### WORK INSTRUCTION:
Repeat the listing below word for word, minus the pictures.

### GIVEN ENTRIES:
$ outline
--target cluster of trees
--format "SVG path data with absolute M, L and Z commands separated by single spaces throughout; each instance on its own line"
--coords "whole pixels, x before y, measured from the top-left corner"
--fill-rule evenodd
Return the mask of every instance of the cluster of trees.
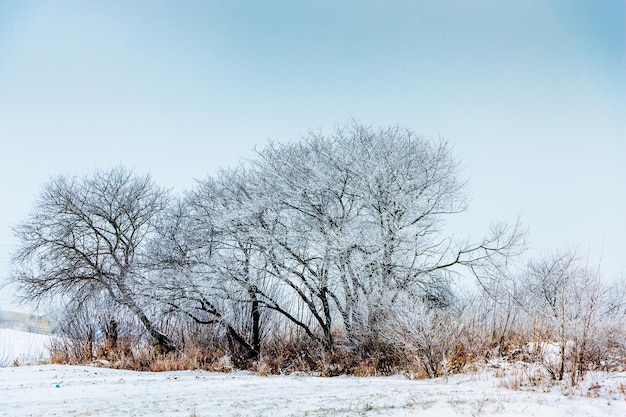
M 61 306 L 67 323 L 92 323 L 75 339 L 113 348 L 127 322 L 162 353 L 184 351 L 193 329 L 239 366 L 276 341 L 328 355 L 382 343 L 435 376 L 469 321 L 504 345 L 542 311 L 563 358 L 575 337 L 585 363 L 590 326 L 609 314 L 606 288 L 567 255 L 510 272 L 517 227 L 476 242 L 445 235 L 446 218 L 466 209 L 464 187 L 447 143 L 359 124 L 270 144 L 180 196 L 124 167 L 60 176 L 14 229 L 12 280 L 25 298 Z M 457 274 L 480 293 L 455 291 Z M 609 310 L 624 312 L 618 298 Z

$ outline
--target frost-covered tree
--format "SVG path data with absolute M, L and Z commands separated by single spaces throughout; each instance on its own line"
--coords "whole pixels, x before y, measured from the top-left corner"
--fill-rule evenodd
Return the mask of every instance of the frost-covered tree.
M 132 313 L 164 351 L 175 349 L 145 298 L 146 243 L 168 203 L 150 176 L 117 167 L 44 185 L 14 228 L 13 282 L 24 298 L 72 305 L 106 298 Z
M 265 315 L 259 298 L 271 293 L 247 188 L 243 170 L 198 181 L 151 245 L 159 299 L 197 324 L 221 328 L 237 360 L 258 357 Z
M 334 329 L 357 343 L 378 332 L 402 294 L 446 306 L 454 268 L 518 238 L 505 228 L 474 244 L 443 235 L 446 217 L 466 208 L 457 162 L 445 142 L 399 127 L 355 123 L 271 144 L 252 170 L 269 272 L 291 292 L 283 310 L 317 327 L 326 349 Z
M 531 261 L 522 279 L 529 317 L 559 346 L 559 358 L 546 364 L 548 370 L 558 380 L 570 372 L 575 384 L 590 363 L 599 323 L 612 313 L 611 286 L 598 271 L 582 266 L 574 252 Z

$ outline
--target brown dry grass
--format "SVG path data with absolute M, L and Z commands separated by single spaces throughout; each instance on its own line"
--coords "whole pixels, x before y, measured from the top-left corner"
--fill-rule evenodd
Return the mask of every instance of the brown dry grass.
M 332 351 L 326 351 L 306 336 L 290 335 L 267 338 L 261 347 L 261 356 L 246 359 L 233 356 L 226 340 L 207 338 L 206 333 L 187 332 L 184 340 L 178 340 L 179 351 L 160 354 L 145 340 L 120 339 L 115 346 L 106 343 L 68 342 L 58 339 L 52 344 L 51 362 L 55 364 L 108 366 L 137 371 L 179 371 L 202 369 L 231 372 L 246 369 L 258 375 L 291 373 L 314 374 L 325 377 L 335 375 L 387 376 L 403 374 L 407 378 L 422 379 L 433 376 L 427 372 L 422 359 L 399 343 L 370 339 L 360 344 L 349 343 L 337 336 Z M 448 356 L 438 365 L 437 375 L 472 372 L 487 361 L 499 359 L 512 363 L 533 363 L 525 346 L 537 337 L 531 331 L 510 332 L 506 338 L 497 340 L 487 332 L 473 328 L 462 335 Z M 624 369 L 626 352 L 618 338 L 610 348 L 612 360 L 604 365 L 610 369 Z M 606 356 L 606 354 L 604 355 Z M 603 369 L 604 370 L 604 369 Z M 501 375 L 503 386 L 511 389 L 542 386 L 545 376 L 520 370 Z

### YOUR RESPONSE:
$ outline
--target cluster of trees
--format "SVG path data with absolute M, L and Z commands separated by single spaces throughout; each instance on its own line"
--coords "whole pixels, x before y, measured from the top-left corner"
--fill-rule evenodd
Return the mask of every instance of the cluster of trees.
M 61 306 L 67 323 L 92 323 L 75 339 L 113 348 L 127 322 L 162 353 L 184 351 L 193 329 L 239 366 L 276 341 L 328 355 L 382 343 L 435 376 L 469 321 L 504 345 L 542 311 L 563 358 L 575 337 L 585 363 L 590 326 L 609 314 L 606 288 L 567 255 L 510 272 L 517 227 L 476 242 L 445 235 L 446 218 L 466 209 L 464 187 L 447 143 L 359 124 L 270 144 L 180 196 L 124 167 L 60 176 L 14 229 L 12 280 L 25 298 Z M 457 274 L 480 293 L 455 291 Z M 609 310 L 624 312 L 618 298 Z

$ outline
--target frost-covered tree
--format "SVG path data with absolute M, L and Z commands separated by single spaces throughout; each instance on its own line"
--coords "whole pixels, x before y, measured from the top-left corner"
--fill-rule evenodd
Return the mask of every instance of the frost-covered tree.
M 132 313 L 164 351 L 175 349 L 145 298 L 146 243 L 168 203 L 150 176 L 117 167 L 44 185 L 14 228 L 13 282 L 24 298 L 72 305 L 106 298 Z
M 265 315 L 259 298 L 271 293 L 247 188 L 243 170 L 198 181 L 151 245 L 159 299 L 197 324 L 221 328 L 237 360 L 258 357 Z
M 334 329 L 357 343 L 378 332 L 402 294 L 446 306 L 454 268 L 518 238 L 505 228 L 474 244 L 443 235 L 446 217 L 466 208 L 457 162 L 445 142 L 399 127 L 355 123 L 271 144 L 252 170 L 269 272 L 291 292 L 283 310 L 317 327 L 326 349 Z
M 531 261 L 522 279 L 529 317 L 559 346 L 559 358 L 546 364 L 548 370 L 558 380 L 570 372 L 575 384 L 590 363 L 599 323 L 612 313 L 611 286 L 598 271 L 582 266 L 574 252 Z

$ outline
--target brown dry grass
--format "SVG path data with absolute M, L and Z commands separated by single spaces throughout; each instance on its own line"
--coords "whole pixels, x before y, measured from the top-left corner"
--fill-rule evenodd
Return the mask of every instance of the brown dry grass.
M 332 351 L 326 351 L 306 336 L 290 335 L 267 338 L 261 347 L 261 356 L 246 359 L 233 356 L 226 340 L 207 338 L 206 333 L 187 332 L 184 340 L 178 340 L 179 351 L 160 354 L 145 340 L 120 339 L 115 346 L 106 343 L 68 342 L 58 339 L 52 344 L 51 362 L 55 364 L 108 366 L 137 371 L 179 371 L 202 369 L 231 372 L 246 369 L 258 375 L 291 373 L 314 374 L 325 377 L 335 375 L 387 376 L 403 374 L 407 378 L 422 379 L 433 376 L 427 372 L 422 359 L 399 343 L 370 339 L 360 344 L 349 343 L 337 336 Z M 448 356 L 438 365 L 437 375 L 472 372 L 487 361 L 499 359 L 512 363 L 533 363 L 525 346 L 537 337 L 531 331 L 510 332 L 506 338 L 497 340 L 487 332 L 473 328 L 462 335 Z M 624 369 L 626 352 L 618 338 L 610 348 L 612 360 L 604 365 L 610 369 Z M 606 356 L 606 354 L 604 355 Z M 603 369 L 604 370 L 604 369 Z M 501 375 L 503 386 L 511 389 L 542 386 L 545 376 L 520 370 Z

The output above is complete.